Number of lines below with "doctor": work it out and reply with that number only.
◆ ◆ ◆
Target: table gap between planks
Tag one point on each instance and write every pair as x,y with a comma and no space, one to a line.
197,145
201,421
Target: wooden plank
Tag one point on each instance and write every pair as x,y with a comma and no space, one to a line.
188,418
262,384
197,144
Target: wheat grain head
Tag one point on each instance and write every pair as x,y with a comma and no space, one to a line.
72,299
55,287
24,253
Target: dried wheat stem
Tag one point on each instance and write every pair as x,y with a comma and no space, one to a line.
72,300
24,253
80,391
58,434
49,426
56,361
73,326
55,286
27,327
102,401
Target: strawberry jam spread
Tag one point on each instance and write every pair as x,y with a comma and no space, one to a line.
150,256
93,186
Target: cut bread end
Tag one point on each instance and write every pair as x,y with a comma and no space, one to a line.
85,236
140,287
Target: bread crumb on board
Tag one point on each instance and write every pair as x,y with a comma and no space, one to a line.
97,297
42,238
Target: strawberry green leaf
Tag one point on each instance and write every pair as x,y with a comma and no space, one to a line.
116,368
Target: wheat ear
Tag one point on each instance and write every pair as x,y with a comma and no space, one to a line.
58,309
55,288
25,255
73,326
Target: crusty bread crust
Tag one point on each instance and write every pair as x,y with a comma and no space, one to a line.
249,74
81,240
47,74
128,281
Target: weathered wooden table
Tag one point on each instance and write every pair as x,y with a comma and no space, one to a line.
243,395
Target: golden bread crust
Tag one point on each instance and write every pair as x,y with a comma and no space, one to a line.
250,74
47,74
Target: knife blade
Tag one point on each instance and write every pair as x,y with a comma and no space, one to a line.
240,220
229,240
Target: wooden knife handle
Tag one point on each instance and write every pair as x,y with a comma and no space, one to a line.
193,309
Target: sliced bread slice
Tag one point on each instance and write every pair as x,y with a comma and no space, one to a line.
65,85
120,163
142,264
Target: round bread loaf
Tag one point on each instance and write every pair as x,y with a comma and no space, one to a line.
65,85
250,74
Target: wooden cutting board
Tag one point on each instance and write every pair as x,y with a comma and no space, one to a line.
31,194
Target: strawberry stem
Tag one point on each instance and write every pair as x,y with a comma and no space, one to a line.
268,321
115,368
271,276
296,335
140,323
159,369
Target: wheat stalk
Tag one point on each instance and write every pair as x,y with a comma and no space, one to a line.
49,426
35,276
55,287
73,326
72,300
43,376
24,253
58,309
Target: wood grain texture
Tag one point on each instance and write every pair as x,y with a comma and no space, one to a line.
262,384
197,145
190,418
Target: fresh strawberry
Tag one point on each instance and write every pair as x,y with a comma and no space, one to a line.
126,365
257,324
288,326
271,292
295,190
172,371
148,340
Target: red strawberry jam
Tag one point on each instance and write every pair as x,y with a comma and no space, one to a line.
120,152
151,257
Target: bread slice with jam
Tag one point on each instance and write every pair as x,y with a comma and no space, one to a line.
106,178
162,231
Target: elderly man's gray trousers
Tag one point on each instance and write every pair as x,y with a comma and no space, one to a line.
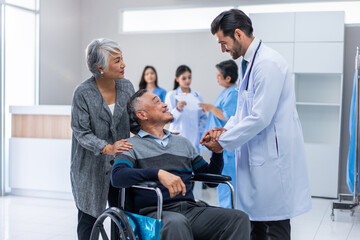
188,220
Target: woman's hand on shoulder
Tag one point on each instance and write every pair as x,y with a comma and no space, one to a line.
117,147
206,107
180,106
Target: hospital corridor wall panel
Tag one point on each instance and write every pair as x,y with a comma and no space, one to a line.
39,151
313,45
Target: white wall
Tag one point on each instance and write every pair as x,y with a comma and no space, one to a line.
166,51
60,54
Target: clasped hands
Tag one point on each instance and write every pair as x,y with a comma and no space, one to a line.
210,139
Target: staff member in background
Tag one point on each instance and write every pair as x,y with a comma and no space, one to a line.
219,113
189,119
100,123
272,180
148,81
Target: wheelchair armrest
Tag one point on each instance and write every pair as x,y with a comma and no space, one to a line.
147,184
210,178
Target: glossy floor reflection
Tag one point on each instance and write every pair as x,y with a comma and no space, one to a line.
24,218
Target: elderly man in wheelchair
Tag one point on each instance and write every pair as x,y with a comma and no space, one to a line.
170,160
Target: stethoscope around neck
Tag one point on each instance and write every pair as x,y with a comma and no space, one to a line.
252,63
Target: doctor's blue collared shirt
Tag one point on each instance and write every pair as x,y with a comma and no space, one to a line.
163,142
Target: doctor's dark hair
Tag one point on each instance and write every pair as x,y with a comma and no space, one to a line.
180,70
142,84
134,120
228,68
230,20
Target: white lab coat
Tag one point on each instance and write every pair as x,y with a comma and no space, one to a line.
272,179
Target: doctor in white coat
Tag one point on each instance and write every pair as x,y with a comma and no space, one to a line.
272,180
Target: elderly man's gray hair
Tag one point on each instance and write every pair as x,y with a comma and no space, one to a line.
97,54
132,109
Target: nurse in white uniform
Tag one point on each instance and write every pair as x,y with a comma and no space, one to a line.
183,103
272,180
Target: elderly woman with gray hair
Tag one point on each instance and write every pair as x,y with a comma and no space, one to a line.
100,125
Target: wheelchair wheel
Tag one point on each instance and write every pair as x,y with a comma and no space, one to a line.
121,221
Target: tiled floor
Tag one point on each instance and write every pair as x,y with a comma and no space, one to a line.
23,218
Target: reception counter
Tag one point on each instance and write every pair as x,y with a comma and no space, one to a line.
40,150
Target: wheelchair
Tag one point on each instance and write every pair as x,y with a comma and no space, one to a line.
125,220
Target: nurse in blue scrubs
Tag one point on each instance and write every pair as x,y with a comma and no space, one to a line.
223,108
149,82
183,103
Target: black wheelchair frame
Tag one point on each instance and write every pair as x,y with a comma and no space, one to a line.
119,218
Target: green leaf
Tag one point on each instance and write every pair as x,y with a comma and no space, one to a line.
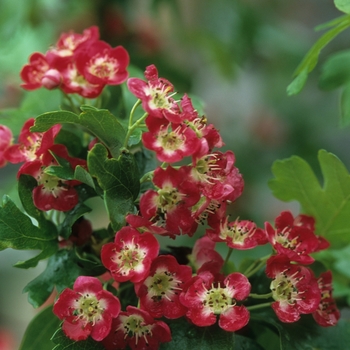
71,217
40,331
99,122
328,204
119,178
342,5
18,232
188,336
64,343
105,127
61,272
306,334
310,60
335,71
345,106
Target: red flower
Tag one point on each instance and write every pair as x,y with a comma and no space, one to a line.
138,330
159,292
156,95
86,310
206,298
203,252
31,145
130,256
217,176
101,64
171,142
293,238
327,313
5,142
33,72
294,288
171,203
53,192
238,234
◆ ◆ ◆
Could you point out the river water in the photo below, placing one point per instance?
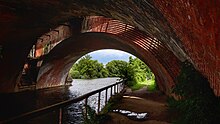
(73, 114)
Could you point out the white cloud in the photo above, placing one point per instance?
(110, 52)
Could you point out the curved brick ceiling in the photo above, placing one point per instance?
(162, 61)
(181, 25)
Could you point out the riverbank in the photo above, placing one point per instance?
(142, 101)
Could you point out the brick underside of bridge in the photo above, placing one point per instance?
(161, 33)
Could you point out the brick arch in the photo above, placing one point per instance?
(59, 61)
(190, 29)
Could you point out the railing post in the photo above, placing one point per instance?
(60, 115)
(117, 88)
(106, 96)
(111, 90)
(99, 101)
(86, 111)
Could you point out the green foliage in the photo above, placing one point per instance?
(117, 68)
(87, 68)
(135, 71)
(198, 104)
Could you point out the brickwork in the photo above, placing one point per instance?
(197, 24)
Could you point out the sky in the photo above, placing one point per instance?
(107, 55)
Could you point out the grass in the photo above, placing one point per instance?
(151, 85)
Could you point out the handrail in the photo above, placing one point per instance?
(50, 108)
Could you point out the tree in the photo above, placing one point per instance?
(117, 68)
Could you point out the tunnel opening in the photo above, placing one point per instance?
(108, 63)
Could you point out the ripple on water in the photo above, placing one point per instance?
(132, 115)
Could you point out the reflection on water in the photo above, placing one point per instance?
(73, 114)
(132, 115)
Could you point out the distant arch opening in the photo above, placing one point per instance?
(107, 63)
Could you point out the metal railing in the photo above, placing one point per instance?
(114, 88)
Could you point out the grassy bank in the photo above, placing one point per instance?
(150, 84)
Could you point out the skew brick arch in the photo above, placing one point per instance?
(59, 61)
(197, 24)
◆ ◆ ◆
» Result of this task: 3